#### Record excerpts ####

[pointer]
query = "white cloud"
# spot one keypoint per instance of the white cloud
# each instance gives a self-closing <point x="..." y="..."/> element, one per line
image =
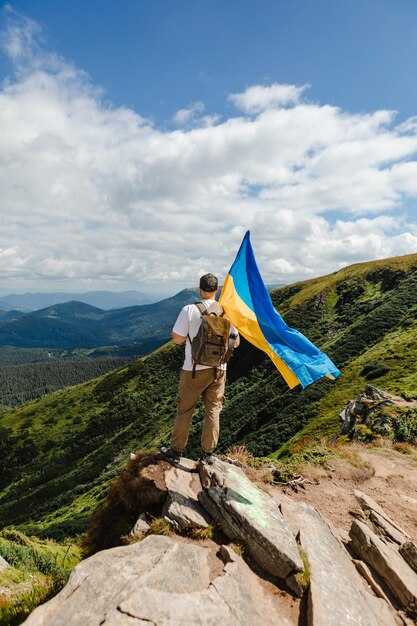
<point x="96" y="196"/>
<point x="262" y="97"/>
<point x="183" y="116"/>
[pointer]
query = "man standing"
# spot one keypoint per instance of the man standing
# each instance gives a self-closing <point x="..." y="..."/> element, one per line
<point x="198" y="380"/>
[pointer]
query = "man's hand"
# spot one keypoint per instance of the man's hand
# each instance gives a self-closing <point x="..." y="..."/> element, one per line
<point x="179" y="339"/>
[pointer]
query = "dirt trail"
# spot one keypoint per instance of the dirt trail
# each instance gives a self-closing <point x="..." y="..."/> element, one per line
<point x="388" y="476"/>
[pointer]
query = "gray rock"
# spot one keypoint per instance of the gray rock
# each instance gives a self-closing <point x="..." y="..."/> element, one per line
<point x="163" y="582"/>
<point x="384" y="528"/>
<point x="3" y="564"/>
<point x="141" y="526"/>
<point x="369" y="505"/>
<point x="233" y="598"/>
<point x="182" y="507"/>
<point x="373" y="509"/>
<point x="337" y="594"/>
<point x="385" y="559"/>
<point x="408" y="551"/>
<point x="250" y="515"/>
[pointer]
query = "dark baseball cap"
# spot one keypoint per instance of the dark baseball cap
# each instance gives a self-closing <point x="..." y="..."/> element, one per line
<point x="208" y="282"/>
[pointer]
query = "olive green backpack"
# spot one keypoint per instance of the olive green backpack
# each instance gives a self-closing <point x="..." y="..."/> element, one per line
<point x="212" y="345"/>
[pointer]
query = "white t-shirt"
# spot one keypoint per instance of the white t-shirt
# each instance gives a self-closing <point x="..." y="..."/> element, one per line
<point x="188" y="322"/>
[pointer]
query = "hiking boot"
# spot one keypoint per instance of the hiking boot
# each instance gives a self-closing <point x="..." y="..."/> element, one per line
<point x="170" y="455"/>
<point x="207" y="458"/>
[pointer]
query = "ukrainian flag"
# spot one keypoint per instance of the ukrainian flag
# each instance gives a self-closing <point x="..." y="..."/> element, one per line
<point x="248" y="305"/>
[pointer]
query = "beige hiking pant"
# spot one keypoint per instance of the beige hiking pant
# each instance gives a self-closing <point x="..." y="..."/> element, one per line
<point x="212" y="392"/>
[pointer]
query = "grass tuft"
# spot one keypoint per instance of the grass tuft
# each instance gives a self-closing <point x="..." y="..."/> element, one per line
<point x="160" y="526"/>
<point x="203" y="533"/>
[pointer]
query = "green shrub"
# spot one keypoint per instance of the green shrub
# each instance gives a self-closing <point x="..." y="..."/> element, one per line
<point x="405" y="427"/>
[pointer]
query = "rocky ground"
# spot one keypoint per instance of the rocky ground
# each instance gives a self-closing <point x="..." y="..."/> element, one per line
<point x="336" y="548"/>
<point x="388" y="476"/>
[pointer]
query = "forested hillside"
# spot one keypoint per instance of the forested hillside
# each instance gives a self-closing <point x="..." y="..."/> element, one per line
<point x="58" y="453"/>
<point x="21" y="383"/>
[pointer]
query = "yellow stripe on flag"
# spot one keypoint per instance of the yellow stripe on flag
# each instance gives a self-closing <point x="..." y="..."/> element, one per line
<point x="245" y="321"/>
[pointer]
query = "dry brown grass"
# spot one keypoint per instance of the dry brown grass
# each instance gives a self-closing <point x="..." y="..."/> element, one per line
<point x="140" y="487"/>
<point x="240" y="453"/>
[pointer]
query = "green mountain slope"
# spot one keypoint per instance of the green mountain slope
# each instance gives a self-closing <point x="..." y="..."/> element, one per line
<point x="57" y="454"/>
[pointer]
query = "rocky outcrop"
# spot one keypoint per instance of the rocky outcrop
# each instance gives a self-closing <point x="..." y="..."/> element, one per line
<point x="332" y="574"/>
<point x="373" y="413"/>
<point x="388" y="552"/>
<point x="3" y="564"/>
<point x="246" y="513"/>
<point x="366" y="578"/>
<point x="160" y="581"/>
<point x="181" y="506"/>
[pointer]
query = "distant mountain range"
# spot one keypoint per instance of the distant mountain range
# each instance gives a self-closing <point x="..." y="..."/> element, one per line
<point x="58" y="454"/>
<point x="102" y="299"/>
<point x="78" y="325"/>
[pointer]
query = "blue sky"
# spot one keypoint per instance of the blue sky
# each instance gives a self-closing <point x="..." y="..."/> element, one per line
<point x="140" y="139"/>
<point x="158" y="55"/>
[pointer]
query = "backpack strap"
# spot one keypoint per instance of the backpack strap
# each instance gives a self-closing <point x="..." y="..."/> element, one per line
<point x="200" y="306"/>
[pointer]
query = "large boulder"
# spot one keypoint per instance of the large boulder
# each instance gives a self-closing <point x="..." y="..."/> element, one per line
<point x="246" y="513"/>
<point x="337" y="594"/>
<point x="163" y="582"/>
<point x="181" y="506"/>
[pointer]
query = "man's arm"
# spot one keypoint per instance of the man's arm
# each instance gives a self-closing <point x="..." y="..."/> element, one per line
<point x="179" y="339"/>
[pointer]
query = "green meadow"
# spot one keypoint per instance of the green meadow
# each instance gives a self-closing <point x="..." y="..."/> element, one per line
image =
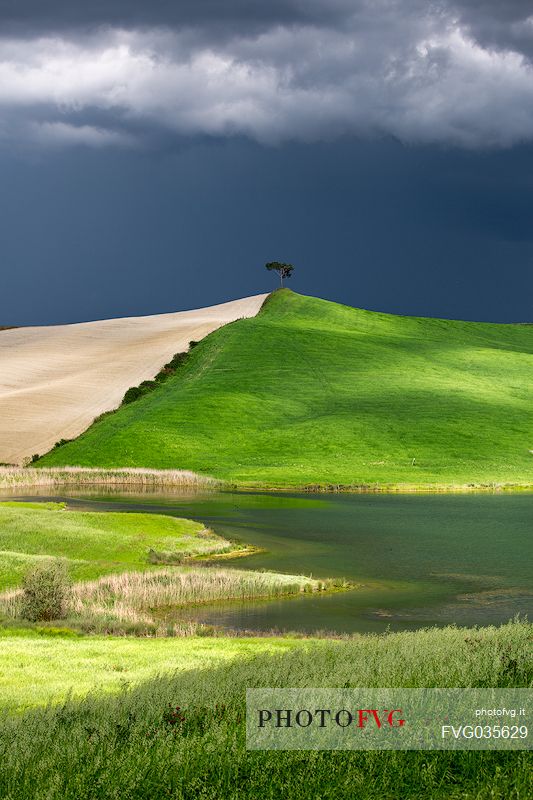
<point x="92" y="543"/>
<point x="313" y="393"/>
<point x="128" y="740"/>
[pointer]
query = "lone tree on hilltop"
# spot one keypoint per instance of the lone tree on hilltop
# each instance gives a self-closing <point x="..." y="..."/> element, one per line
<point x="283" y="270"/>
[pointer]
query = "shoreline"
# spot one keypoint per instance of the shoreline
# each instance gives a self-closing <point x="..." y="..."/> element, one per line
<point x="13" y="478"/>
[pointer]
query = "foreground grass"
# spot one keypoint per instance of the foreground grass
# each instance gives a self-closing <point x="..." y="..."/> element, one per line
<point x="95" y="544"/>
<point x="312" y="393"/>
<point x="127" y="745"/>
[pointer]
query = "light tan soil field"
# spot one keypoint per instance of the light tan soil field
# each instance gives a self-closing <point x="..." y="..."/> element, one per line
<point x="55" y="380"/>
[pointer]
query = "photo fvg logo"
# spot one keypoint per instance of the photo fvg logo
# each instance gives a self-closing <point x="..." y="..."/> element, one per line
<point x="388" y="719"/>
<point x="323" y="717"/>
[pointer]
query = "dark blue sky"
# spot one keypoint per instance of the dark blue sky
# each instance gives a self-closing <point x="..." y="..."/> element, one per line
<point x="110" y="213"/>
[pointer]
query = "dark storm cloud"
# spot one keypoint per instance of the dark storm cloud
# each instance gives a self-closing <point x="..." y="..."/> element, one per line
<point x="456" y="73"/>
<point x="241" y="15"/>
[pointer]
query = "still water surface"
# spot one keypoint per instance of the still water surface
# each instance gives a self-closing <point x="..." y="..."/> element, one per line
<point x="418" y="560"/>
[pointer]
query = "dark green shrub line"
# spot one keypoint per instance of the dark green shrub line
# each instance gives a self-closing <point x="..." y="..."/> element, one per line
<point x="177" y="361"/>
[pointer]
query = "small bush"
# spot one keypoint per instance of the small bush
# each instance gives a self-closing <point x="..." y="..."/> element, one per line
<point x="46" y="588"/>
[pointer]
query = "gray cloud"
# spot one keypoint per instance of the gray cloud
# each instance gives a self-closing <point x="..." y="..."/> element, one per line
<point x="117" y="73"/>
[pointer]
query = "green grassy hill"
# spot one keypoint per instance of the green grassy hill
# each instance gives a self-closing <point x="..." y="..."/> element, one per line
<point x="312" y="392"/>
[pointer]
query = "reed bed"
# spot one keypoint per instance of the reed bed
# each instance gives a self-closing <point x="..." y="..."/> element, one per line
<point x="15" y="477"/>
<point x="131" y="598"/>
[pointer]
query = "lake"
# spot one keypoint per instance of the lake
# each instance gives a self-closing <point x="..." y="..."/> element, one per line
<point x="418" y="560"/>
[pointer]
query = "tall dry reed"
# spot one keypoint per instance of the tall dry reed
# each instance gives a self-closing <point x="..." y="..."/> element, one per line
<point x="15" y="477"/>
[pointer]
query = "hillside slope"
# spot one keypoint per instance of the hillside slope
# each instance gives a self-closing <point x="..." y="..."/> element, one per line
<point x="55" y="380"/>
<point x="312" y="392"/>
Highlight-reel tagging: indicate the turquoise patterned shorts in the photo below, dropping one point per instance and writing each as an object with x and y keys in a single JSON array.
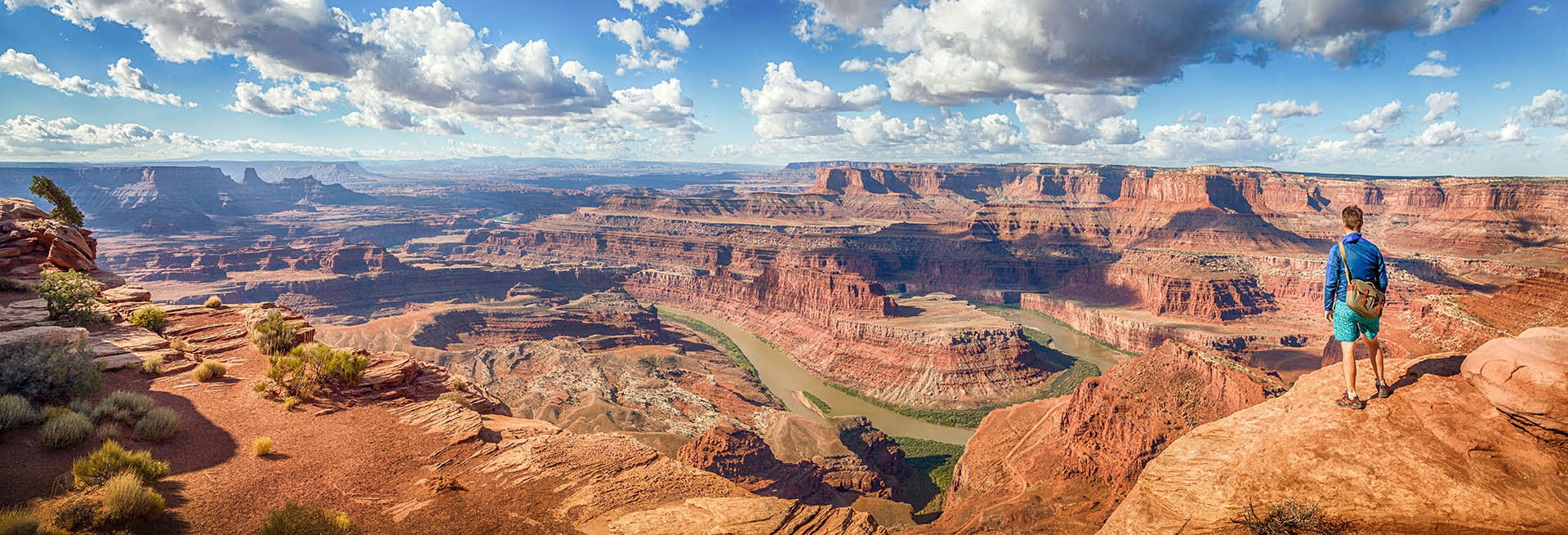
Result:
[{"x": 1351, "y": 325}]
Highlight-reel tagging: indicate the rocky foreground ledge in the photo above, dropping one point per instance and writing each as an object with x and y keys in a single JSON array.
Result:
[{"x": 1467, "y": 444}]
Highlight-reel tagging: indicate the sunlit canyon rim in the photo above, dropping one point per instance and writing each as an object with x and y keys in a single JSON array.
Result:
[{"x": 800, "y": 267}]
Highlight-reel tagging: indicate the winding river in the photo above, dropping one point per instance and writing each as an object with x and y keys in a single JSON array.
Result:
[{"x": 782, "y": 376}]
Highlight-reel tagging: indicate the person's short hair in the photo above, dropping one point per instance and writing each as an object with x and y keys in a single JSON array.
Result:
[{"x": 1352, "y": 217}]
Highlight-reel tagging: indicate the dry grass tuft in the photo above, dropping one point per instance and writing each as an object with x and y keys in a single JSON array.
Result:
[
  {"x": 209, "y": 371},
  {"x": 66, "y": 430},
  {"x": 158, "y": 426},
  {"x": 1293, "y": 518}
]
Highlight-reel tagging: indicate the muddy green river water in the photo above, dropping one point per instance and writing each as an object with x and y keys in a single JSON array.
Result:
[{"x": 782, "y": 376}]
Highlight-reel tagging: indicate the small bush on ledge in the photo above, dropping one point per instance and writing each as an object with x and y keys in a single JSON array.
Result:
[
  {"x": 112, "y": 460},
  {"x": 298, "y": 519},
  {"x": 209, "y": 371},
  {"x": 71, "y": 296},
  {"x": 261, "y": 446},
  {"x": 1293, "y": 518},
  {"x": 158, "y": 426},
  {"x": 66, "y": 430},
  {"x": 274, "y": 335}
]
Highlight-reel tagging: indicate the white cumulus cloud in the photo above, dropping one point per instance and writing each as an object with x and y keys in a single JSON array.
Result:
[
  {"x": 405, "y": 68},
  {"x": 126, "y": 82},
  {"x": 1290, "y": 109},
  {"x": 855, "y": 65},
  {"x": 1379, "y": 119},
  {"x": 1078, "y": 118},
  {"x": 787, "y": 107},
  {"x": 281, "y": 99},
  {"x": 1548, "y": 109}
]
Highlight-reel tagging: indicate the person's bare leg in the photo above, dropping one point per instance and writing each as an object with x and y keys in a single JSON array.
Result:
[
  {"x": 1349, "y": 363},
  {"x": 1377, "y": 359}
]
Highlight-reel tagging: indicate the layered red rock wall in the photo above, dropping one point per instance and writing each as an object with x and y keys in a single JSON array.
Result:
[
  {"x": 1133, "y": 335},
  {"x": 30, "y": 240},
  {"x": 1463, "y": 432},
  {"x": 843, "y": 328},
  {"x": 1060, "y": 465},
  {"x": 1140, "y": 281}
]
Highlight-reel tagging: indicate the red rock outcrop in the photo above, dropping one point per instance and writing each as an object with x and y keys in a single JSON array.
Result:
[
  {"x": 742, "y": 457},
  {"x": 1062, "y": 465},
  {"x": 1138, "y": 332},
  {"x": 601, "y": 363},
  {"x": 853, "y": 455},
  {"x": 845, "y": 330},
  {"x": 1169, "y": 284},
  {"x": 1467, "y": 444},
  {"x": 30, "y": 242},
  {"x": 1526, "y": 378}
]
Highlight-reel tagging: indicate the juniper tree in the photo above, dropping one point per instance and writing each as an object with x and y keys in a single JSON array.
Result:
[{"x": 65, "y": 209}]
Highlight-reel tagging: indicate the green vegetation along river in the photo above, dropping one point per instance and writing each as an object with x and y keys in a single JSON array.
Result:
[{"x": 782, "y": 376}]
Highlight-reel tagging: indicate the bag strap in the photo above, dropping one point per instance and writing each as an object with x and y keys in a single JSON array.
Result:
[{"x": 1346, "y": 261}]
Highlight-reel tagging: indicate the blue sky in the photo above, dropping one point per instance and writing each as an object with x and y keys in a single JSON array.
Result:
[{"x": 1402, "y": 87}]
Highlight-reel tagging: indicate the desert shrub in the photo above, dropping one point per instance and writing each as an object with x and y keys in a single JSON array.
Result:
[
  {"x": 1291, "y": 518},
  {"x": 209, "y": 371},
  {"x": 127, "y": 497},
  {"x": 110, "y": 432},
  {"x": 65, "y": 209},
  {"x": 122, "y": 407},
  {"x": 8, "y": 284},
  {"x": 274, "y": 335},
  {"x": 16, "y": 412},
  {"x": 71, "y": 296},
  {"x": 457, "y": 397},
  {"x": 54, "y": 412},
  {"x": 332, "y": 366},
  {"x": 49, "y": 372},
  {"x": 158, "y": 426},
  {"x": 291, "y": 374},
  {"x": 153, "y": 364},
  {"x": 306, "y": 519},
  {"x": 18, "y": 521},
  {"x": 149, "y": 317},
  {"x": 112, "y": 460},
  {"x": 74, "y": 514},
  {"x": 66, "y": 430}
]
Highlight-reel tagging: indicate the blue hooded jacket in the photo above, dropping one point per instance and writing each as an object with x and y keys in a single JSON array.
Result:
[{"x": 1366, "y": 264}]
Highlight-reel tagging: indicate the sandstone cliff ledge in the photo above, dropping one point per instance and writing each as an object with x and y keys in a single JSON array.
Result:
[
  {"x": 1467, "y": 444},
  {"x": 927, "y": 352}
]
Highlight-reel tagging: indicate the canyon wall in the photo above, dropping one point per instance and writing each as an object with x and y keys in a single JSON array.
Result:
[
  {"x": 1136, "y": 332},
  {"x": 1470, "y": 457},
  {"x": 1062, "y": 465},
  {"x": 845, "y": 330}
]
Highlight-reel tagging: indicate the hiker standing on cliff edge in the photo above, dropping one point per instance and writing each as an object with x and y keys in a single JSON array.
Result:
[{"x": 1353, "y": 286}]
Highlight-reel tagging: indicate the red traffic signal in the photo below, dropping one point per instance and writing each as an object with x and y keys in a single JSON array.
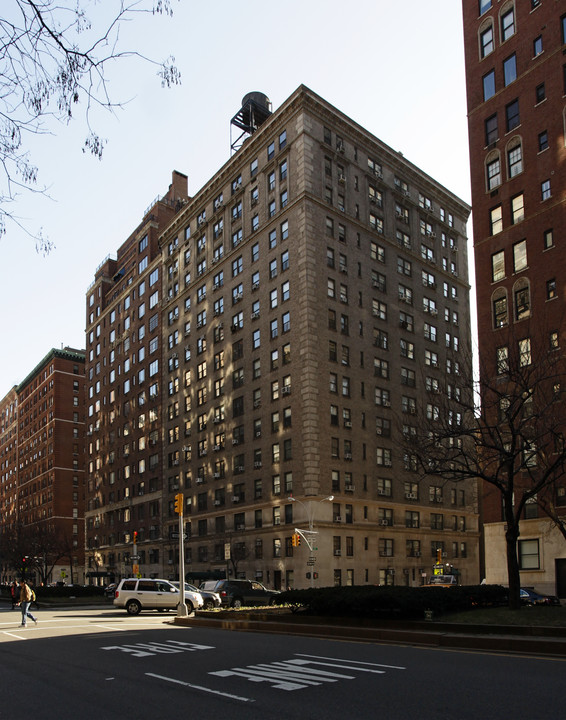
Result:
[{"x": 179, "y": 503}]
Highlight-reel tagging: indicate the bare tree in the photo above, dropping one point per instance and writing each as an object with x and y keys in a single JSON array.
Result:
[
  {"x": 505, "y": 430},
  {"x": 34, "y": 548},
  {"x": 53, "y": 59}
]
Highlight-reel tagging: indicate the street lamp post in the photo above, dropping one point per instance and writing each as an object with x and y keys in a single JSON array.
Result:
[{"x": 309, "y": 509}]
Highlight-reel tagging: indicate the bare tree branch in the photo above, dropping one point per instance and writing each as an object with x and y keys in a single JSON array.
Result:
[
  {"x": 52, "y": 59},
  {"x": 512, "y": 442}
]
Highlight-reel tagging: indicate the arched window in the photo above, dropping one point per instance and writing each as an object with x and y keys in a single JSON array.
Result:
[
  {"x": 522, "y": 299},
  {"x": 499, "y": 308},
  {"x": 493, "y": 170},
  {"x": 514, "y": 157}
]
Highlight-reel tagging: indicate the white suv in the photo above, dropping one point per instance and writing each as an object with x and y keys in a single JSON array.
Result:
[{"x": 152, "y": 594}]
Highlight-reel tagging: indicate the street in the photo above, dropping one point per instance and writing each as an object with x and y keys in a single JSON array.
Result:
[{"x": 101, "y": 663}]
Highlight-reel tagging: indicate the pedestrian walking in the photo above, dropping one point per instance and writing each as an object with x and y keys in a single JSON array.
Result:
[{"x": 26, "y": 596}]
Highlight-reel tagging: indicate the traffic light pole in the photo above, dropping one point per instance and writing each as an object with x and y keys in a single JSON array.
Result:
[{"x": 182, "y": 610}]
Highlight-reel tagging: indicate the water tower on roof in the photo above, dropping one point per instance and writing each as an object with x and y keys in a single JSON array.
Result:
[{"x": 256, "y": 108}]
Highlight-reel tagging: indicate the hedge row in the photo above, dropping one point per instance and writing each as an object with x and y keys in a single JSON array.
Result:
[
  {"x": 61, "y": 591},
  {"x": 370, "y": 601}
]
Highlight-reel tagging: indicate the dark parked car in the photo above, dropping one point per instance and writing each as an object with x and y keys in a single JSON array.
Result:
[
  {"x": 210, "y": 600},
  {"x": 235, "y": 593},
  {"x": 530, "y": 597}
]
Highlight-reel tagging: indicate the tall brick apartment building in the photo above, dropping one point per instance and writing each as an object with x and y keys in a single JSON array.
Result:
[
  {"x": 516, "y": 82},
  {"x": 294, "y": 318},
  {"x": 42, "y": 466}
]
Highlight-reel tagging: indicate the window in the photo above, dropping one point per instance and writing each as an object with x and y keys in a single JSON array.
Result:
[
  {"x": 522, "y": 300},
  {"x": 548, "y": 240},
  {"x": 525, "y": 352},
  {"x": 486, "y": 42},
  {"x": 515, "y": 159},
  {"x": 500, "y": 309},
  {"x": 507, "y": 24},
  {"x": 543, "y": 140},
  {"x": 510, "y": 69},
  {"x": 520, "y": 256},
  {"x": 491, "y": 130},
  {"x": 512, "y": 117},
  {"x": 529, "y": 556},
  {"x": 493, "y": 170},
  {"x": 502, "y": 360},
  {"x": 517, "y": 209},
  {"x": 496, "y": 220},
  {"x": 489, "y": 85}
]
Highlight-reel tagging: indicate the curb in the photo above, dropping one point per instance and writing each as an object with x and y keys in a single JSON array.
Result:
[{"x": 442, "y": 637}]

####

**Exercise**:
From the records above, transcribe without alteration every line from the one with "# spot one keypoint per instance of the green grassy" to the one with "# spot one keypoint per instance of the lake", inclusive.

**Output of the exercise**:
# spot one keypoint per instance of the green grassy hill
# each instance gives a self-closing <point x="..." y="..."/> element, one per line
<point x="312" y="392"/>
[pointer]
query = "reed bed"
# spot one keypoint per instance of the reed bed
# each instance gives a self-closing <point x="..." y="..."/> element, one per line
<point x="15" y="477"/>
<point x="131" y="598"/>
[pointer]
query = "lake"
# spot one keypoint per instance of the lake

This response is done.